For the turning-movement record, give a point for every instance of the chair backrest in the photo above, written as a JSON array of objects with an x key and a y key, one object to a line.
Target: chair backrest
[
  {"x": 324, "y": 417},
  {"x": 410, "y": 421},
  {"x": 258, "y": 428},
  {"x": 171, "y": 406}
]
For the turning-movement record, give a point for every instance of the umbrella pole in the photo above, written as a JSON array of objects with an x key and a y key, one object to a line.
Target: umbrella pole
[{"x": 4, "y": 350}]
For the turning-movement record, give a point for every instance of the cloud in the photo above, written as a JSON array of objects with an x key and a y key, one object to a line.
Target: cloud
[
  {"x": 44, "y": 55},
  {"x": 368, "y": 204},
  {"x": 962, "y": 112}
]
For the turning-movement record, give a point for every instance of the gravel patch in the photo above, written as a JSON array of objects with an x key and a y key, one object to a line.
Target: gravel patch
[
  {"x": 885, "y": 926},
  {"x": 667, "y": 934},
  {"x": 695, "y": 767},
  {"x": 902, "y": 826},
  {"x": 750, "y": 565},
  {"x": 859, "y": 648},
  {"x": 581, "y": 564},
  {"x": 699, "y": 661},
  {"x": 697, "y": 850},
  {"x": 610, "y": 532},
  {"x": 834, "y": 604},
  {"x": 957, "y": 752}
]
---*---
- **Brief**
Reproduce every one of the rows above verbatim, keeping each line in its original order and form.

- **Final result**
For the turning-movement record, give a point for every instance of the chair backrest in the photo above, written as a JSON array of objects with an x key and a y key, one object to a line.
Target: chair backrest
[
  {"x": 324, "y": 417},
  {"x": 410, "y": 421},
  {"x": 258, "y": 428},
  {"x": 171, "y": 406}
]
For the turning-movement record, give a point for every instance of the umbrella pole in the photo above, written as a JSON array of objects with an x key and a y key, one object to a line.
Target: umbrella pole
[{"x": 4, "y": 350}]
For the turning-movement record, give a point for every instance of the cloud in the photo above, written as a JSON array of objects with an x key and a y key, one object to a line.
Target: cloud
[
  {"x": 44, "y": 55},
  {"x": 368, "y": 204},
  {"x": 962, "y": 112}
]
For the turning-movement record, give a point for every instance of the gravel patch in the photo above, written as a JSON array of objects with an x key and a y key, one object to a line.
Target: gravel patch
[
  {"x": 885, "y": 926},
  {"x": 667, "y": 934},
  {"x": 695, "y": 767},
  {"x": 902, "y": 826},
  {"x": 750, "y": 565},
  {"x": 859, "y": 648},
  {"x": 581, "y": 564},
  {"x": 699, "y": 661},
  {"x": 697, "y": 850},
  {"x": 610, "y": 532},
  {"x": 834, "y": 604},
  {"x": 957, "y": 752}
]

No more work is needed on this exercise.